- _Problem details_: Return each line of the records that contains the string "gray". Matching is case-sensitive.

[Source records start]

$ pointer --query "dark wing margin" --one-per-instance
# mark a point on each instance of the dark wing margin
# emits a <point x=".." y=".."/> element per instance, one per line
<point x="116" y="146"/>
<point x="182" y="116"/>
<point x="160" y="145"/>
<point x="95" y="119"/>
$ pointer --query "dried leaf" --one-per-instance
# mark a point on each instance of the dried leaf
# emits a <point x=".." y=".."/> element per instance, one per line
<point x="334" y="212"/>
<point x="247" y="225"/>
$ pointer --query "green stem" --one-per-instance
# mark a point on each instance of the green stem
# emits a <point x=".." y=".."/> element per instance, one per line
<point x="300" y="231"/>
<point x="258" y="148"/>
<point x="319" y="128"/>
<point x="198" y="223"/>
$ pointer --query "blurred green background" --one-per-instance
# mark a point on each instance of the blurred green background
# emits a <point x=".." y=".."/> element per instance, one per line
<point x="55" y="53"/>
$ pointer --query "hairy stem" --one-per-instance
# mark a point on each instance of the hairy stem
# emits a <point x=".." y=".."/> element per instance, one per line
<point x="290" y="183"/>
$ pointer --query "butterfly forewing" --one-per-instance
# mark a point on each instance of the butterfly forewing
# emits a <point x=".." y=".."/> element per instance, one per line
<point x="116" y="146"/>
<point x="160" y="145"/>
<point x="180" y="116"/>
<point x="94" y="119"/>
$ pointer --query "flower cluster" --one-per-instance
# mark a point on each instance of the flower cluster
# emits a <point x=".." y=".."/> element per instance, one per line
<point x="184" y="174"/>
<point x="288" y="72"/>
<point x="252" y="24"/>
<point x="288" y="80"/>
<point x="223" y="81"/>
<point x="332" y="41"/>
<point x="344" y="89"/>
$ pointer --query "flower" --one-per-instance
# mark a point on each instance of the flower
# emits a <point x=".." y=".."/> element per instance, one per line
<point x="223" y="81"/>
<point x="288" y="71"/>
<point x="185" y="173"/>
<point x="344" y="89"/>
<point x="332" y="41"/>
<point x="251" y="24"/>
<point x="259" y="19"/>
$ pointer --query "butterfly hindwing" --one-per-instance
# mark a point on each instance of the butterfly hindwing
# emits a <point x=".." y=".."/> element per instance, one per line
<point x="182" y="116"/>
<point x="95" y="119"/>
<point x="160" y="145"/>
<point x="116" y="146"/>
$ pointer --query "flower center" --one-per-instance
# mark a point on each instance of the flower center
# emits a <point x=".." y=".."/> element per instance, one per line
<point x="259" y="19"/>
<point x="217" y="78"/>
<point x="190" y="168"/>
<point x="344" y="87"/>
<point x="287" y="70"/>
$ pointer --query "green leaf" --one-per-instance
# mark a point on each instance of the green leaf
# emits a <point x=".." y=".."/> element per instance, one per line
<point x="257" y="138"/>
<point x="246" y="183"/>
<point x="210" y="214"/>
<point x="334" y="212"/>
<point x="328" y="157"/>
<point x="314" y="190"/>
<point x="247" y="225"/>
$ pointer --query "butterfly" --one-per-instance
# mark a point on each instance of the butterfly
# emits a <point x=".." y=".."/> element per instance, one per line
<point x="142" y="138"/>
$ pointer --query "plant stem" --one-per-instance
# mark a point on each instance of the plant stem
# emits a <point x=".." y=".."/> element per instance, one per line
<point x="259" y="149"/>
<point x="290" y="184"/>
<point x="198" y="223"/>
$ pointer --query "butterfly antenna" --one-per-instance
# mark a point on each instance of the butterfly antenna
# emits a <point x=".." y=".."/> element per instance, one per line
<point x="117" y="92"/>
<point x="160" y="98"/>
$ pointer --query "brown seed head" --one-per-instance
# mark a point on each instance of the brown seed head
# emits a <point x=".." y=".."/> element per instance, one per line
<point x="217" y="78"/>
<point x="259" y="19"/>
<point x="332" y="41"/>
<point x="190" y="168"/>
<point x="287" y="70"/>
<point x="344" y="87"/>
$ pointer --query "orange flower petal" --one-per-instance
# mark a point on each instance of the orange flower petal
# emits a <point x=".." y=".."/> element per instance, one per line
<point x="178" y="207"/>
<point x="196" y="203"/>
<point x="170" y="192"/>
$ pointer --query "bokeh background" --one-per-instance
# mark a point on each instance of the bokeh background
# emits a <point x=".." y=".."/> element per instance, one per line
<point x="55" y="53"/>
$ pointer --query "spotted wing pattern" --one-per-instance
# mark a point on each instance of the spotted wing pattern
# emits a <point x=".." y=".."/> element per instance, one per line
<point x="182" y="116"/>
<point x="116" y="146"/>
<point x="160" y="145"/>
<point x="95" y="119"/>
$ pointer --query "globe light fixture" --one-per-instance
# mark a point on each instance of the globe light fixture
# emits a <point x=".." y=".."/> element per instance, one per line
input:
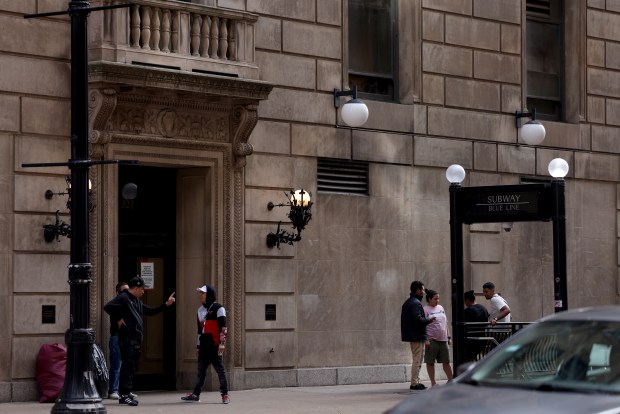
<point x="455" y="174"/>
<point x="558" y="168"/>
<point x="354" y="113"/>
<point x="532" y="132"/>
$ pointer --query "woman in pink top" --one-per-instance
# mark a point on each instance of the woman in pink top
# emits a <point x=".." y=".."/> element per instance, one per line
<point x="438" y="337"/>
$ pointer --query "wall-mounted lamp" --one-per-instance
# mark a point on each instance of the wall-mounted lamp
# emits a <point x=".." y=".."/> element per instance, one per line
<point x="354" y="113"/>
<point x="299" y="215"/>
<point x="558" y="168"/>
<point x="455" y="174"/>
<point x="532" y="132"/>
<point x="54" y="231"/>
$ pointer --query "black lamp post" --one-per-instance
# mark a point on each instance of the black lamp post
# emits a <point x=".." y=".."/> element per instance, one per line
<point x="455" y="175"/>
<point x="560" y="289"/>
<point x="79" y="393"/>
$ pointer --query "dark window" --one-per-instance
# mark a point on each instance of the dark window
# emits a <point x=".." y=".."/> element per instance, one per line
<point x="342" y="176"/>
<point x="373" y="48"/>
<point x="545" y="58"/>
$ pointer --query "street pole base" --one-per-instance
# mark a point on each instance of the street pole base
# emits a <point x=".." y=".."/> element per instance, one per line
<point x="79" y="406"/>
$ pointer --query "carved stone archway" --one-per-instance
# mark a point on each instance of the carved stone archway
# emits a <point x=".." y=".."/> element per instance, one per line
<point x="179" y="119"/>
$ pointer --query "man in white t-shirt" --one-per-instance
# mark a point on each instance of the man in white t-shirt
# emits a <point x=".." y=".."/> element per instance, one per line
<point x="499" y="311"/>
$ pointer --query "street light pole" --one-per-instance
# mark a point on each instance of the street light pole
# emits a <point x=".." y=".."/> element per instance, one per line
<point x="456" y="246"/>
<point x="560" y="289"/>
<point x="79" y="393"/>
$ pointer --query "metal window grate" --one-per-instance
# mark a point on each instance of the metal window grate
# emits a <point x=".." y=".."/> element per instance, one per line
<point x="538" y="8"/>
<point x="342" y="176"/>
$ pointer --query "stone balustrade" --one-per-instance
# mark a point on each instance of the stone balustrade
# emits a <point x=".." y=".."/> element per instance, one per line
<point x="175" y="35"/>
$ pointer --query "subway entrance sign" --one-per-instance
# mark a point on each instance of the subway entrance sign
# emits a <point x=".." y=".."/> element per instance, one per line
<point x="505" y="203"/>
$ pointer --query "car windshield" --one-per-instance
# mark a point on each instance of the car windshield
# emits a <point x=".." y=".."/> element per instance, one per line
<point x="581" y="356"/>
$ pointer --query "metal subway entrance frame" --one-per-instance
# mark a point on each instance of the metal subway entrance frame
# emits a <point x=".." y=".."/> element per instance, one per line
<point x="498" y="204"/>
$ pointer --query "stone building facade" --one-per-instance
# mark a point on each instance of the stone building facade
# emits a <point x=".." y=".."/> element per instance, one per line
<point x="227" y="104"/>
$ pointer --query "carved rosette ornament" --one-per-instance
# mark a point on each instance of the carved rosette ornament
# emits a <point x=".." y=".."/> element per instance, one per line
<point x="101" y="105"/>
<point x="245" y="118"/>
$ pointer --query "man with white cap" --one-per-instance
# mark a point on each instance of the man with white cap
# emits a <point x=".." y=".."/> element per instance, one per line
<point x="211" y="321"/>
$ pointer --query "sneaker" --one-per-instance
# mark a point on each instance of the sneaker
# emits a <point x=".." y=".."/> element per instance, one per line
<point x="191" y="397"/>
<point x="126" y="399"/>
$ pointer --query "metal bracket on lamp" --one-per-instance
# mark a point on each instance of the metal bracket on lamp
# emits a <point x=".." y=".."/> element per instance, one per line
<point x="49" y="194"/>
<point x="299" y="215"/>
<point x="54" y="231"/>
<point x="532" y="132"/>
<point x="354" y="113"/>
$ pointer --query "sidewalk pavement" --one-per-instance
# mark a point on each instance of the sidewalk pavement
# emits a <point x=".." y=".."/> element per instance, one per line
<point x="340" y="399"/>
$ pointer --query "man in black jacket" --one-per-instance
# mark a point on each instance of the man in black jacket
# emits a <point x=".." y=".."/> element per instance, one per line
<point x="413" y="330"/>
<point x="127" y="309"/>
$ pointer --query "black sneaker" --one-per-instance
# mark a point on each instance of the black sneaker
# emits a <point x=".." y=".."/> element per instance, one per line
<point x="191" y="397"/>
<point x="126" y="399"/>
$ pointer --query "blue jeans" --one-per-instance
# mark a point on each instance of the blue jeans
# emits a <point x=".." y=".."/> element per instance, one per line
<point x="208" y="356"/>
<point x="115" y="364"/>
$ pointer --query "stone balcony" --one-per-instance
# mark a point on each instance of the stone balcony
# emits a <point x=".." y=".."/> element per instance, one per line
<point x="169" y="34"/>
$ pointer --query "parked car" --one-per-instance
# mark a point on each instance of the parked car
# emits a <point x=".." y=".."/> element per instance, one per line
<point x="564" y="363"/>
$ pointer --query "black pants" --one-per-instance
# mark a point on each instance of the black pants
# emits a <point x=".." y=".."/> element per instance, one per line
<point x="130" y="355"/>
<point x="207" y="356"/>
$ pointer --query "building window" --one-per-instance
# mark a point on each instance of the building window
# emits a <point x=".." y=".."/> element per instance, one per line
<point x="545" y="58"/>
<point x="373" y="48"/>
<point x="338" y="176"/>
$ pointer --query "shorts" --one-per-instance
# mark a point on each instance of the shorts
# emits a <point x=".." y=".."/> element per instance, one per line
<point x="437" y="352"/>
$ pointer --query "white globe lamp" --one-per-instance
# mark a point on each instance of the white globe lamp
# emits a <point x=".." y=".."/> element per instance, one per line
<point x="455" y="174"/>
<point x="558" y="168"/>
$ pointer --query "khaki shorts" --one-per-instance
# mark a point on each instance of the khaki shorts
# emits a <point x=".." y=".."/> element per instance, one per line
<point x="437" y="352"/>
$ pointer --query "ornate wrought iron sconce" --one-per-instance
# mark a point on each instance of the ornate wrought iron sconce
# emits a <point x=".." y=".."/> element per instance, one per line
<point x="54" y="231"/>
<point x="299" y="215"/>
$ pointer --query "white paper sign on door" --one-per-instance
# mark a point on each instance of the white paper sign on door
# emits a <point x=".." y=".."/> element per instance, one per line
<point x="147" y="272"/>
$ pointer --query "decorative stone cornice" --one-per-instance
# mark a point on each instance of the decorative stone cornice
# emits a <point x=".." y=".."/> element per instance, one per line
<point x="244" y="121"/>
<point x="101" y="105"/>
<point x="160" y="78"/>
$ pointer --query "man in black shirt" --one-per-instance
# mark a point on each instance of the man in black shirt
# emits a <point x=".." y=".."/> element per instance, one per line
<point x="127" y="309"/>
<point x="474" y="312"/>
<point x="115" y="350"/>
<point x="413" y="330"/>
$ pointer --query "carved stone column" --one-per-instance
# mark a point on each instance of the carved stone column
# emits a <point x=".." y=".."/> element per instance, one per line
<point x="244" y="120"/>
<point x="101" y="104"/>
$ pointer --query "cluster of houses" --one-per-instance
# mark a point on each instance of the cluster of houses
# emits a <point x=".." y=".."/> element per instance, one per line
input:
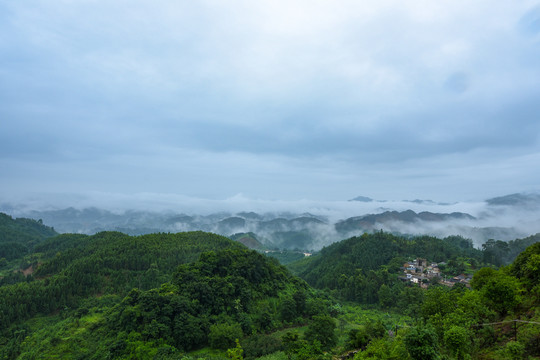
<point x="423" y="273"/>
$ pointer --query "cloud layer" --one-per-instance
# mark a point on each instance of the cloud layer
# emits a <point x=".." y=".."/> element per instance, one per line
<point x="273" y="99"/>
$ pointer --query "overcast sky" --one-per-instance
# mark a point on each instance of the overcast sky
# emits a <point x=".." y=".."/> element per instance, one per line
<point x="277" y="100"/>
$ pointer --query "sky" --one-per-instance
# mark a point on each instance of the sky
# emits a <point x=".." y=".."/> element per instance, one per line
<point x="274" y="100"/>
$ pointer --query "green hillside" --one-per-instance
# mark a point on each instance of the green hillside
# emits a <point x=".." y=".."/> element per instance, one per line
<point x="19" y="236"/>
<point x="199" y="295"/>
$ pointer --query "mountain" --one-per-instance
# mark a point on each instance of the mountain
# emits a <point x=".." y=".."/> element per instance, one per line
<point x="501" y="218"/>
<point x="249" y="240"/>
<point x="19" y="236"/>
<point x="522" y="200"/>
<point x="375" y="221"/>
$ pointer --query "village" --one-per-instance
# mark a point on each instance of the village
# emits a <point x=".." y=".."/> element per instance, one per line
<point x="421" y="272"/>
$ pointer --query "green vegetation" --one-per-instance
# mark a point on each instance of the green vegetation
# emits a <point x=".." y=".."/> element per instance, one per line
<point x="197" y="295"/>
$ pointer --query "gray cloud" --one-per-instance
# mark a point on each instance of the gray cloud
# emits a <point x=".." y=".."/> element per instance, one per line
<point x="272" y="99"/>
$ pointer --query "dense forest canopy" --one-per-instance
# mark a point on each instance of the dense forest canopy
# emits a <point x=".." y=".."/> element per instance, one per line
<point x="200" y="295"/>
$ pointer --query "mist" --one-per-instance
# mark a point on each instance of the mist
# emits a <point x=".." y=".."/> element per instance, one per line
<point x="294" y="224"/>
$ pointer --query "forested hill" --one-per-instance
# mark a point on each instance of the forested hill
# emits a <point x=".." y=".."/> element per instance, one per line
<point x="371" y="251"/>
<point x="71" y="267"/>
<point x="112" y="295"/>
<point x="19" y="236"/>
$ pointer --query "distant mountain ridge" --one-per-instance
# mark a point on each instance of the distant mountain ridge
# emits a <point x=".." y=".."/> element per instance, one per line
<point x="371" y="221"/>
<point x="306" y="231"/>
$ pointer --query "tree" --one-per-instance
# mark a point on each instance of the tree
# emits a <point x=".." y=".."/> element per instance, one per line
<point x="421" y="343"/>
<point x="236" y="352"/>
<point x="457" y="339"/>
<point x="322" y="329"/>
<point x="224" y="336"/>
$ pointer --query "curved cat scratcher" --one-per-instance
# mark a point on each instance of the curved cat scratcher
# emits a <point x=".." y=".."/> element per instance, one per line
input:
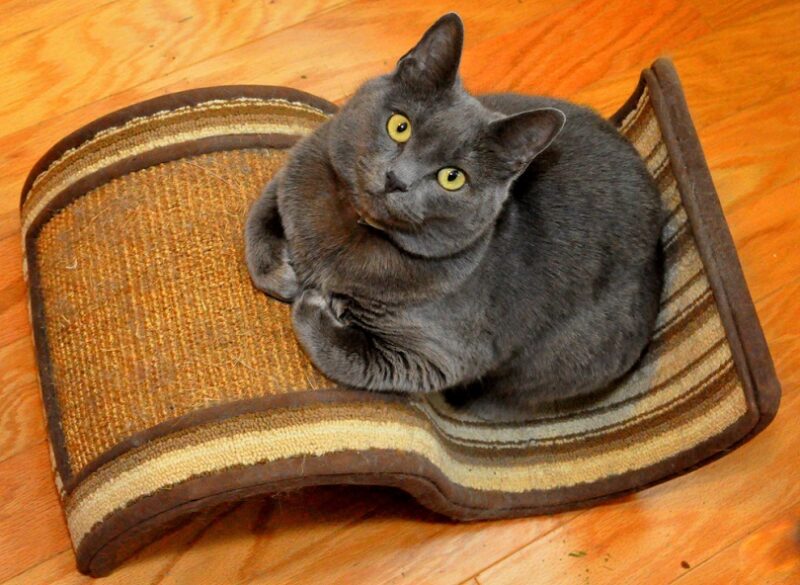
<point x="171" y="385"/>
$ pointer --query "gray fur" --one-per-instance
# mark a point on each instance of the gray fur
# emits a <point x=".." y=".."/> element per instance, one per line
<point x="539" y="280"/>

[Source records end]

- _Problem solution_:
$ pointer --query "gray cloud" --one-per-instance
# mark a point on each instance of the gray cloud
$ pointer --query "gray fur" --one-per-instance
# mark a point on each instance of the gray fur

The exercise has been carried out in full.